• **Page text**:
---*---

Screenshot/WDAF News

As WDAF News reports, Reeves had taken her six-month-old son, Carson, to Lee's Summit Physician's Group for a routine check-up. As the doctor discussed the vaccinations that Carson was scheduled to receive, Reeves made it clear that she did want her son to be given the flu shot. She explained that she was strongly opposed to this particular vaccination, telling WDAF:

“I have a friend that got it, she was temporarily paralyzed from the waist down, her body just rejected it. I've been against it ever since.”

Saying “no” to the flu vaccine for her son should have been the end of the story. But something the nurse said while giving Carson his shots indicated to Reeves that her instructions had been ignored.

While Reeves was trying to soothe her son, an idle comment immediately caught her attention. Reeves told WDAF:

“The nurse said, 'He's really gonna hate me because of those six shots.' I said, 'Six? There's only supposed to be five.'”

The angry mom learned that Carson had been given the flu shot after all. Though the doctor apologized, explaining that the mistake was the result of a “mix-up,” Reeves made it clear that she was not happy about the error. She told WDAF:

“I was instantly enraged. I felt violated.”

Reeves said the doctor assured her that she wouldn't be charged for the vaccine and that Carson shouldn't suffer any side effects. Twenty-four hours later, Carson was doing well.

Still, Reeves says she has been speaking to a lawyer about the incident. She told WDAF that the fact that a vaccine was administered to her son over her objections left her feeling, “like I failed.”

Because the flu can cause serious complications and can be fatal to young children, the Centers for Disease Control (CDC) recommends all children six months and older be given the vaccine. Recently, the CDC advised parents to get the shot instead of FluMist, as the nasal spray has proven ineffective against H1N1 flu, with tragic results.

According to the CDC, severe influenza complications are most common in children younger than two, and approximately 20,000 children under age five are hospitalized every year because of the flu. Though they acknowledge the risk of adverse reactions and recommend talking to a doctor about side effects, the CDC says that the vaccine remains the best way to reduce the risk of catching or spreading the flu.

---*---

• **Dataset**:
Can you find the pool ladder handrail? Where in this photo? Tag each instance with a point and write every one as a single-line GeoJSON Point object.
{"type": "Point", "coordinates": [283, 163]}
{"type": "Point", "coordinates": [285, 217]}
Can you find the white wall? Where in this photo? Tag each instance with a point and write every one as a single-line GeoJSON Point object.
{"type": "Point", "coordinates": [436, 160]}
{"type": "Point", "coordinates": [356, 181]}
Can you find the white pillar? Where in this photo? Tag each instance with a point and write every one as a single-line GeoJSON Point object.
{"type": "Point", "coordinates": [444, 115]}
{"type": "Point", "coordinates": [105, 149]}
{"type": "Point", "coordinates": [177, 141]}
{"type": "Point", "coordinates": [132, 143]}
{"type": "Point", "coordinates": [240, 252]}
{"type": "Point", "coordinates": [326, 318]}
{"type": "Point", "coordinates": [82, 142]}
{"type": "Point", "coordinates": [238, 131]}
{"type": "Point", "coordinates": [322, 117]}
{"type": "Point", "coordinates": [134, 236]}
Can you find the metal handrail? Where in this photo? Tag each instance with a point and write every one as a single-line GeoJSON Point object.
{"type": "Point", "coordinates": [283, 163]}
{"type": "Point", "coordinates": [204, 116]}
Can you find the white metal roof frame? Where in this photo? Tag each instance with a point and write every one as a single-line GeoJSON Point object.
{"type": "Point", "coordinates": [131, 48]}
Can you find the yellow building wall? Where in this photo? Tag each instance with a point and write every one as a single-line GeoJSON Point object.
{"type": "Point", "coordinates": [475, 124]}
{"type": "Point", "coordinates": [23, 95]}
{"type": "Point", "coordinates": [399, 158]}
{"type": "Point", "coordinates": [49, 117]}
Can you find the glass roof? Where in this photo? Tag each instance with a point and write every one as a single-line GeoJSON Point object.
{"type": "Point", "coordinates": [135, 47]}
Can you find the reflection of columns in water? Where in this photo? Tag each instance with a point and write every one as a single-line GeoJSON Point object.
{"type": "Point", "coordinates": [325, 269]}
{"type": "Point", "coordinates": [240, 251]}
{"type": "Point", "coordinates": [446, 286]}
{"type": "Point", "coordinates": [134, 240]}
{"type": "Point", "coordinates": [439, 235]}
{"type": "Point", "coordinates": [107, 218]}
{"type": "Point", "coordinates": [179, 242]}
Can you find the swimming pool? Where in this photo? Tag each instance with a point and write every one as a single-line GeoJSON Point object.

---*---

• **Work instructions**:
**a)** In the article about Carson's flu shot, rewrite the paragraph beginning "According to the CDC, severe influenza complications" as a short bulleted list that keeps its main facts.
**b)** Translate this sentence from the article about Carson's flu shot into Spanish: "Reeves said the doctor assured her that she wouldn't be charged for the vaccine and that Carson shouldn't suffer any side effects."

• **Answers given**:
**a)**
- Per the CDC, severe flu complications are most common in children under two.
- About 20,000 children under five are hospitalized each year because of the flu.
- The CDC acknowledges a risk of adverse reactions and advises talking to a doctor about side effects.
- It says the vaccine is still the best way to reduce the risk of catching or spreading the flu.

**b)** Reeves dijo que el médico le aseguró que no se le cobraría la vacuna y que Carson no debería sufrir ningún efecto secundario.